___ Entries supplied ___

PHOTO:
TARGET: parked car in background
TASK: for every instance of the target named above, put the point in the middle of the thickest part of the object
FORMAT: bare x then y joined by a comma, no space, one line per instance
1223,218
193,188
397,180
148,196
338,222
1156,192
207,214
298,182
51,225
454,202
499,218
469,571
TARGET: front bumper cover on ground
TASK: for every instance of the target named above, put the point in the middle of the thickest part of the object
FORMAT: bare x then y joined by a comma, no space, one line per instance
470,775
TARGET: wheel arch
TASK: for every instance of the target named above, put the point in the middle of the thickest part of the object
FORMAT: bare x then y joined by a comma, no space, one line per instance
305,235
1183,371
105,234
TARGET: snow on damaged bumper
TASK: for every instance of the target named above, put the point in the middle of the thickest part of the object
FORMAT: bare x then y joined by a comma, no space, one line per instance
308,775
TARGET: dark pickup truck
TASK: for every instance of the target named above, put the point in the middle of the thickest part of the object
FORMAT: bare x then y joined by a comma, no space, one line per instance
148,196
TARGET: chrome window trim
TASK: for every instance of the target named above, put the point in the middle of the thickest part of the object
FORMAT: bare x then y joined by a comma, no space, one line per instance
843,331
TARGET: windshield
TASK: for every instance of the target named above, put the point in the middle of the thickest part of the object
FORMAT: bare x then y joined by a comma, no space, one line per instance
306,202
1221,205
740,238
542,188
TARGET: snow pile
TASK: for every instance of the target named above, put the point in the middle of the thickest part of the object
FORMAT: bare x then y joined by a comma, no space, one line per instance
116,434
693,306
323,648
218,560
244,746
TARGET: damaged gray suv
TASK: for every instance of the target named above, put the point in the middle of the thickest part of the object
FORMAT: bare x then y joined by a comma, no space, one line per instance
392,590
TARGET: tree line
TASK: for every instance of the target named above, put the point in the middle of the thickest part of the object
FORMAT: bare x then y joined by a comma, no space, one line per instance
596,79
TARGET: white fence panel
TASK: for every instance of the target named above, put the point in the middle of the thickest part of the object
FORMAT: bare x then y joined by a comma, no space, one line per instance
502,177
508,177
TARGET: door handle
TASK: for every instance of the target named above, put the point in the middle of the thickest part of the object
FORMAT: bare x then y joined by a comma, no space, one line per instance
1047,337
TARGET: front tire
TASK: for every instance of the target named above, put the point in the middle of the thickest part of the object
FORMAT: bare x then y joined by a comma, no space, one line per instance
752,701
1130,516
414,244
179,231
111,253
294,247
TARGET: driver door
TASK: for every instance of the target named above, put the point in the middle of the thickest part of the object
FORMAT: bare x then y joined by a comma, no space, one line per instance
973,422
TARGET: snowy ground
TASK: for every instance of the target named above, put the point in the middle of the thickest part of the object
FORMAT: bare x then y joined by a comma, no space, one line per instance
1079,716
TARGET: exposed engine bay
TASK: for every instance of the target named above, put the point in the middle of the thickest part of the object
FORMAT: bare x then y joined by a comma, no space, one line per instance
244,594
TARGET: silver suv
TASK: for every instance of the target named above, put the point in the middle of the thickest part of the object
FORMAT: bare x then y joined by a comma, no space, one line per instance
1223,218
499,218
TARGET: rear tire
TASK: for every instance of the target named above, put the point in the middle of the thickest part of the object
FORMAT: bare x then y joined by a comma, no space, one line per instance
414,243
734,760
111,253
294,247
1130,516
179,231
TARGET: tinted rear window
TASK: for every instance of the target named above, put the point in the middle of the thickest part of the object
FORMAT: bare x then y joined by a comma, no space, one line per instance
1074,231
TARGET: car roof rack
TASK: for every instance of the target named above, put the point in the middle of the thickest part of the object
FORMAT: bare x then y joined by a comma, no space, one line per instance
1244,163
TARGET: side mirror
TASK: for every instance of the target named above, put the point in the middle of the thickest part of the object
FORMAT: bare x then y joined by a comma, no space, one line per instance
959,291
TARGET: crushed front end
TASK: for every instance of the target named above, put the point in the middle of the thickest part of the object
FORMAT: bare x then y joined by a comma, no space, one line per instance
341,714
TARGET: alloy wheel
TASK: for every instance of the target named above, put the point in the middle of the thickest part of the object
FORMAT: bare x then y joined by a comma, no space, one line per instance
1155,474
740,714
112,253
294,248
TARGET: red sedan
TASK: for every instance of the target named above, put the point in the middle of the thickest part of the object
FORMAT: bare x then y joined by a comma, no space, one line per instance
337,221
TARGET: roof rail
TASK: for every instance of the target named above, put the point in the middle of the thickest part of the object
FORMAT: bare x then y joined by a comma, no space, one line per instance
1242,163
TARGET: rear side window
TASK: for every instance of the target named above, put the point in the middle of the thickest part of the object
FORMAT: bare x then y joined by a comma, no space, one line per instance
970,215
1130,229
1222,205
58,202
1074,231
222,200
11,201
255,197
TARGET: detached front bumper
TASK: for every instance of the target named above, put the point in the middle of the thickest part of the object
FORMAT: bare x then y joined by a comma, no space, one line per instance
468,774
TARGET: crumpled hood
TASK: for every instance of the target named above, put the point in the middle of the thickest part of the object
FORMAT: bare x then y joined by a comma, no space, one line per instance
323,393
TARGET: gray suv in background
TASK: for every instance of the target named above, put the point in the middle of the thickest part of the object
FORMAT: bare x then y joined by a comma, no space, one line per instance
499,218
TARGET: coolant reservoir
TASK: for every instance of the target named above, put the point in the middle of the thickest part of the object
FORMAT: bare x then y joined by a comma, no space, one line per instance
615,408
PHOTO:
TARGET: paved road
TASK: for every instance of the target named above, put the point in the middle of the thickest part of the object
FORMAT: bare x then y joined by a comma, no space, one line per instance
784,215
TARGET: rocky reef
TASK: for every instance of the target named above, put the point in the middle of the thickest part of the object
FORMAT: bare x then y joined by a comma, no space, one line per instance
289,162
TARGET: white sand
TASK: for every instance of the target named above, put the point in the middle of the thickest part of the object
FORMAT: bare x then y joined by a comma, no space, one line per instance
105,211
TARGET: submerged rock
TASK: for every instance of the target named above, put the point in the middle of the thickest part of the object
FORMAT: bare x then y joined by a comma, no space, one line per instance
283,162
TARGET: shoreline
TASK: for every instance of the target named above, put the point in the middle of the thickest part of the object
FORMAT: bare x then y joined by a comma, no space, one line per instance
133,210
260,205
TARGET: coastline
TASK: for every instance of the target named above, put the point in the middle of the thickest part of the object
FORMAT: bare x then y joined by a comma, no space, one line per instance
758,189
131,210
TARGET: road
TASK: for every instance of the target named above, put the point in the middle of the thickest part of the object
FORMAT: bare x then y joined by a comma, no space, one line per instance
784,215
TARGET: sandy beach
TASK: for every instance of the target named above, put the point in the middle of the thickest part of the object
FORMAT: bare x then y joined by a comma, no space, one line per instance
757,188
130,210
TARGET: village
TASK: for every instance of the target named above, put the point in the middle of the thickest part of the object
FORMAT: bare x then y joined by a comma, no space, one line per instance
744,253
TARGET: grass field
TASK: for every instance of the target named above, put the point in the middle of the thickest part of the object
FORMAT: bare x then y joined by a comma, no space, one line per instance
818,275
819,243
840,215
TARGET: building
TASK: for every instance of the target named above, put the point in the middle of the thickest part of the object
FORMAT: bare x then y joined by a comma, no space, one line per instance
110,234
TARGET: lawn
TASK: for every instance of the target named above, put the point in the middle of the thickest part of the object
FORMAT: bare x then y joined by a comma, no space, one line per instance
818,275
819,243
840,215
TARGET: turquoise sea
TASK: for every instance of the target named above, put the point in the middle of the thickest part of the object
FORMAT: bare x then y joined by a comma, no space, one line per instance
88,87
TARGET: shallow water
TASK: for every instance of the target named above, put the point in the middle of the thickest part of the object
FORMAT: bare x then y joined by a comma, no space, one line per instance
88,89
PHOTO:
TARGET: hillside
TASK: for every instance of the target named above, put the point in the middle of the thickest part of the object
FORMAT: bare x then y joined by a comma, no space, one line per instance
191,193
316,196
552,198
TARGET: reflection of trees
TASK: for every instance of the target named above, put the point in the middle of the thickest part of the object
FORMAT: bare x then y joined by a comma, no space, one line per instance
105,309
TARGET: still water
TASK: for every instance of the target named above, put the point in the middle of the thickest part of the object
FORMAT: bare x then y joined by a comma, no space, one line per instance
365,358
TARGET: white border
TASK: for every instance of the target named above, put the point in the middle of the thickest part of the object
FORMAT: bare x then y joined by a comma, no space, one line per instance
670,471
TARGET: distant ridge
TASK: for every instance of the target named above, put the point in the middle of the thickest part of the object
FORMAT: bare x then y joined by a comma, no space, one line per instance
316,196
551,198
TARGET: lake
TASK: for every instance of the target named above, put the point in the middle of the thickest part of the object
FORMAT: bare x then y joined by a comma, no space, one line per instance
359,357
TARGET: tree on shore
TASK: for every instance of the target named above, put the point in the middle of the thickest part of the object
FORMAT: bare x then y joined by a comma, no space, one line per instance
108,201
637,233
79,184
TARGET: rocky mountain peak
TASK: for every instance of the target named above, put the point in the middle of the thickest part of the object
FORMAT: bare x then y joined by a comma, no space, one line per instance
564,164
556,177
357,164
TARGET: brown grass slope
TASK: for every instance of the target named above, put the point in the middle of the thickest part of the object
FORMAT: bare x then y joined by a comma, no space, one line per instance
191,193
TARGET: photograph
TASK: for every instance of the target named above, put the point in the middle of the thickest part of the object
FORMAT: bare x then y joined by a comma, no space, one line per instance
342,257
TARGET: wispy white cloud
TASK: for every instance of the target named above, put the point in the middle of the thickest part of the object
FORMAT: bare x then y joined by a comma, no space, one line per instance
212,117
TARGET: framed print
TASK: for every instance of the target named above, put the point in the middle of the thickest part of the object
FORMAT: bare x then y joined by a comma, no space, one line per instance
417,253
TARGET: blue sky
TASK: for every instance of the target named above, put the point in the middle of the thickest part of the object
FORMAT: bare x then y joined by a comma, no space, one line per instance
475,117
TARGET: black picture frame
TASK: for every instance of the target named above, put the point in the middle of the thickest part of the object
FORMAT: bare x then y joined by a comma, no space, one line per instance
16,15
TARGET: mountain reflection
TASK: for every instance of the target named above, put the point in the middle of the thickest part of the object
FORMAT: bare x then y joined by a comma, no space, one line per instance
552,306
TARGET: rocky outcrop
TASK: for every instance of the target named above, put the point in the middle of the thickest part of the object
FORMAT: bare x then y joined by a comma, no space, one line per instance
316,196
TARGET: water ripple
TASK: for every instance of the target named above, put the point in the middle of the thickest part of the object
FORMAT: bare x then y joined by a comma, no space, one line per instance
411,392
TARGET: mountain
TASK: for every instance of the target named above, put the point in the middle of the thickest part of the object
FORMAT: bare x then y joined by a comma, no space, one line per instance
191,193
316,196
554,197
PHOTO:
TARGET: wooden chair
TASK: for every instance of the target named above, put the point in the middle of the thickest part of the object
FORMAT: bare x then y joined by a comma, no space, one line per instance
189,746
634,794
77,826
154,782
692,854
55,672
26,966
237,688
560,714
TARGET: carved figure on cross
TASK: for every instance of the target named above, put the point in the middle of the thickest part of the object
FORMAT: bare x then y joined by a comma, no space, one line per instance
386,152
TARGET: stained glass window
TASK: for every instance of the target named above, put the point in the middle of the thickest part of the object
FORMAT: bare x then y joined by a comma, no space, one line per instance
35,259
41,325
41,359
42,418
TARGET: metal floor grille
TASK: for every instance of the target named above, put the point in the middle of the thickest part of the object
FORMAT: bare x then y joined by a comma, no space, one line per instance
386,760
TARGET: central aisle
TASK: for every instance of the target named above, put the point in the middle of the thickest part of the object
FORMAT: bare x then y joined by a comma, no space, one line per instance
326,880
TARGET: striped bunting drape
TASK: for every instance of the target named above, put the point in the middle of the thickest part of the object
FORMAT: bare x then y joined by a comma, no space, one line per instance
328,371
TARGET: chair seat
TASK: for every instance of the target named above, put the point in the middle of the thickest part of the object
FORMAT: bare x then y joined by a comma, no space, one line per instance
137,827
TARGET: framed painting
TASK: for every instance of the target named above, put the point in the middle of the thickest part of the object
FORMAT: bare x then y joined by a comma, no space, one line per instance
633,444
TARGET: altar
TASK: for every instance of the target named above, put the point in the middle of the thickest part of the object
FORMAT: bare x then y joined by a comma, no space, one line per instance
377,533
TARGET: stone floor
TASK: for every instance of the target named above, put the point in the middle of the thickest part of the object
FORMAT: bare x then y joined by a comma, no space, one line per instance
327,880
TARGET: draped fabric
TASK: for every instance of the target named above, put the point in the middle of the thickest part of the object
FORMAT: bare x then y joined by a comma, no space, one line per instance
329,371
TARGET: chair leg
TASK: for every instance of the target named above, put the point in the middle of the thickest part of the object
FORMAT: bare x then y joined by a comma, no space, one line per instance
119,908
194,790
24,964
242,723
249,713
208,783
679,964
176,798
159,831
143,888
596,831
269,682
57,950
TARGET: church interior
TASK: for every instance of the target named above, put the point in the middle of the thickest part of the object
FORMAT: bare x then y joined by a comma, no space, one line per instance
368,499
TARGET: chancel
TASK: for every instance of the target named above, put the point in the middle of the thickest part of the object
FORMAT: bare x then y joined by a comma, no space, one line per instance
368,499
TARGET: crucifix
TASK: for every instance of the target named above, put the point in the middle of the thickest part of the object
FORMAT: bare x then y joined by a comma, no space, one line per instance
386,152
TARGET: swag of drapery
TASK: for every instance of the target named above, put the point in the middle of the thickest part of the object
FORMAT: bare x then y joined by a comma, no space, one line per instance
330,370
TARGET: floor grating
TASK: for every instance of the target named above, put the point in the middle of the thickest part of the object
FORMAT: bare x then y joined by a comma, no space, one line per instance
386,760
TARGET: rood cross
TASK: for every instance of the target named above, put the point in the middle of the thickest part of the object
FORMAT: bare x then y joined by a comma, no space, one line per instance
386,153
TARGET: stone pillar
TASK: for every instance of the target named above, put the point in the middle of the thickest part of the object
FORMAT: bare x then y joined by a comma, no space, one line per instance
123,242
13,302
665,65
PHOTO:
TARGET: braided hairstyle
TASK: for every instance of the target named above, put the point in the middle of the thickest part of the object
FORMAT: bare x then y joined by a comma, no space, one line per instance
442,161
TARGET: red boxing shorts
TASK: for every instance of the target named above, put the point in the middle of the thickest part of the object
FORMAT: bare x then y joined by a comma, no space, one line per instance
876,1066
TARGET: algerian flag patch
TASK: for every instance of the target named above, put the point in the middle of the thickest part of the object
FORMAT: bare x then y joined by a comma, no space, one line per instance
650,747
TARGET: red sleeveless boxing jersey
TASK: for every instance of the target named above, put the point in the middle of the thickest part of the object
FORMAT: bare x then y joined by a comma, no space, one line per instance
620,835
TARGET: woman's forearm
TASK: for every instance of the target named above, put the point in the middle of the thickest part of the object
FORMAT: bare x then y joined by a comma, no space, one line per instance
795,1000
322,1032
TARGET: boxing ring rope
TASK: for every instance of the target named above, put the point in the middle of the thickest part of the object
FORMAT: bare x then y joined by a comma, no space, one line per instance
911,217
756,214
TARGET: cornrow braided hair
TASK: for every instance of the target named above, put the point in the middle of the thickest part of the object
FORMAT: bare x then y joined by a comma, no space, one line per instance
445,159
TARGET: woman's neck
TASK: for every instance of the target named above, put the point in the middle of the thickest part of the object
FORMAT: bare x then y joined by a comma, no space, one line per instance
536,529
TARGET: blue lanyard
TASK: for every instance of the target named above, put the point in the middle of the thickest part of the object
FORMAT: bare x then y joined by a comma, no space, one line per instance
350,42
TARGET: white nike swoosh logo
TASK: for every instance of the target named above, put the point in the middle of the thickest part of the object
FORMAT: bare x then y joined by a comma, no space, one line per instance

___

**What you will do:** What are the exact lines from the beginning of the material through the line containing "TARGET: front bumper cover on ground"? Write out those lines alone.

**Result of the exercise:**
PHOTO:
TARGET: parked car in background
TASK: for every instance of the target named above, put the point in the middle of the thickest part of the object
FORMAT: bare x then y joined by a comma, no space, one line per instance
1223,218
193,188
397,180
148,196
338,222
1156,192
207,214
298,182
51,225
454,202
499,218
469,571
TARGET: front bumper cover on ground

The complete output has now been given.